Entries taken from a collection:
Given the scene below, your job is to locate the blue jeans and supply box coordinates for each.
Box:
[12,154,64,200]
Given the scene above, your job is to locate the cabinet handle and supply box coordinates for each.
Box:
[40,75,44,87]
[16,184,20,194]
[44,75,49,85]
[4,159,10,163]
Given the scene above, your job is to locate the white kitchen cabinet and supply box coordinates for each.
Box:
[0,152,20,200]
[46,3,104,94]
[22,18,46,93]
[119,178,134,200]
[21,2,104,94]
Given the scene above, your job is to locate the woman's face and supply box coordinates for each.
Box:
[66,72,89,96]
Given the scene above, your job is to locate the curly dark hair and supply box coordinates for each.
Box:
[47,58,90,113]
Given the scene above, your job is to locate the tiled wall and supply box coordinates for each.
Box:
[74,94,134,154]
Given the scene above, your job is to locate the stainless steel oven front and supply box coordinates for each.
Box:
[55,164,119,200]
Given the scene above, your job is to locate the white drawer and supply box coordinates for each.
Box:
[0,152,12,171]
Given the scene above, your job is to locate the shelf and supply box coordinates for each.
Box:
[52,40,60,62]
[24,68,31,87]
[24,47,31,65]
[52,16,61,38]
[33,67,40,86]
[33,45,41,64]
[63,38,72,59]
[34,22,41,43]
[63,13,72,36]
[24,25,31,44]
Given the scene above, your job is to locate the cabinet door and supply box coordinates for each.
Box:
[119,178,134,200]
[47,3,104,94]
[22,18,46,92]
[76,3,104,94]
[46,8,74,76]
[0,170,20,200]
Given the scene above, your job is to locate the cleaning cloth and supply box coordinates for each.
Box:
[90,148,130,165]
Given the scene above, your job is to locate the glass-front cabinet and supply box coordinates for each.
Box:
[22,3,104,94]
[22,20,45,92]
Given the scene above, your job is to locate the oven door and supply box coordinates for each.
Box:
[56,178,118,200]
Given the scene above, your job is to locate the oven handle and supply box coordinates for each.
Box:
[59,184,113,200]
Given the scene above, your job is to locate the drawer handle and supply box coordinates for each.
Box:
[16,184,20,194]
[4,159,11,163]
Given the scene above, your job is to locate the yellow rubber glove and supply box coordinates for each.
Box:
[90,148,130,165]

Task statement | Reproduce the entries exactly, each one as given.

Result of this exercise |
Given the scene below, your job is to locate the blue jeans and supply box coordinates for each.
Box:
[12,154,64,200]
Given the scene above, your job is to locate the cabinet handle and supply box coordinates for each.
Box:
[40,75,44,87]
[16,184,20,194]
[44,75,49,85]
[4,159,10,163]
Given the scene above, your job is to locate the white kitchen cabinet and supply box coordinates for each.
Box:
[0,152,20,200]
[46,3,104,94]
[22,18,46,93]
[119,178,134,200]
[21,2,104,94]
Given the scene above, your job is to locate the woman's face and supply box coordinates for each.
Box:
[66,72,89,96]
Given the scene above, your job is to locate the curly dark hair and supply box coordinates for each.
Box:
[47,58,90,113]
Given the scene above, your job is to locate the tiled wall and supply box coordinates for each.
Box:
[74,94,134,154]
Given the scene above, your job is to locate the stainless steel oven front and supply box coordinates for each.
Box:
[55,164,119,200]
Given the scene above, your job is to locate the white drawer and supply box coordinates for each.
Box:
[0,152,12,171]
Given the scene above, your job is to locate the shelf and supply box coordinates for each.
Box:
[52,40,60,62]
[24,68,31,87]
[24,47,31,65]
[52,16,61,38]
[33,67,40,86]
[33,45,41,64]
[63,38,72,59]
[34,22,41,43]
[63,13,72,36]
[24,25,31,44]
Given the scene above, your job is to locate the cabinet door and supply box coordinates for each.
Box:
[119,178,134,200]
[47,3,104,94]
[22,18,46,92]
[76,3,104,94]
[46,8,74,76]
[0,170,20,200]
Given the scene above, your job is to locate the cleaning cloth and supply box coordinates for each.
Box:
[90,148,130,165]
Given the scene above, your job is to locate the glass-front cabinet and supply box coordinates for each.
Box:
[22,3,104,94]
[22,20,45,92]
Given the scene above, your job is to locate the oven door and supply box coordinates for each.
Box:
[56,178,118,200]
Given the scene above, your job is to locate the oven handle and supply box coordinates for each.
Box:
[59,184,113,200]
Given the scene above, your job is to locate the drawer handle and supply box coordinates for each.
Box:
[16,184,20,194]
[4,159,11,163]
Given the scene above, your job is to locate the yellow rubber glove and supply box coordinates for each.
Box:
[90,148,130,165]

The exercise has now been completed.